TEXTO CITADO
"""

São Paulo, terça, 21 de abril de 1998

Texto Anterior | Próximo Texto | Índice

Comunidade solidária e a fome dos sertanejos

MARILENE FELINTO
da Equipe de Articulistas

"Se for preciso, varro a bala toda essa região", o comandante do destacamento de soldados sentenciou, em 1963, contra os flagelados da seca que ameaçavam invadir o único armazém de alimentos do município de Milagres, no sertão da Bahia. O filme "Os Fuzis" (1964), de Ruy Guerra, é que recuperou a cena.
Hoje, passados mais de 30 anos, a cena se repete na sua mais cruel realidade. Quinta-feira passada (16/4), no município sertanejo de Afogados da Ingazeira, no meio-norte de Pernambuco, cerca de 500 flagelados saquearam o depósito de alimentos do programa Comunidade Solidária.

"""

EXTRATO DE DADOS
"""

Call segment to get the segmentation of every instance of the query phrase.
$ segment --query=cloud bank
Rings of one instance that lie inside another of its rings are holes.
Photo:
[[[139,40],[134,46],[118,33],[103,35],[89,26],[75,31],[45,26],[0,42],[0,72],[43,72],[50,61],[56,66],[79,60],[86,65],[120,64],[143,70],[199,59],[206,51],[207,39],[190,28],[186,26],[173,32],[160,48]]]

"""

Dê continuidade ao texto sobre a fome dos sertanejos, começando logo após a última frase apresentada.

RESULTADO
Resultado do saque: 17,5 toneladas de alimentos, divididos em 200 fardos de arroz, 600 de macarrão, 70 de farinha de mandioca, 160 de farinha de milho e 50 de feijão.
Os alimentos são fornecidos pela Conab (Companhia Nacional de Abastecimento), que mandou chamar o Exército -40 soldados já estão lá- para vigiar as 382,5 toneladas de alimentos que restaram do saque e que se destinavam à merenda escolar.
Também em 63, o destacamento de soldados tinha por missão "proteger" o armazém da matilha de famintos. A missão sem sentido de tirar a comida de quem tem fome.
A Fetape (Federação dos Trabalhadores na Agricultura de Pernambuco) afirma que saques como o de Afogados da Ingazeira são a única alternativa de sobrevivência para os pequenos agricultores que abandonaram suas propriedades por causa da seca.
Há no mínimo uma incongruência no episódio de Afogados da Ingazeira: para que servem os alimentos do Comunidade Solidária afinal? Que burocracia é essa que separa a fome em gavetas de "merenda escolar"? O Comunidade Solidária, programa criado pelo governo federal em 1995, teria exatamente o objetivo de "articular a sociedade brasileira no combate à pobreza e à exclusão social".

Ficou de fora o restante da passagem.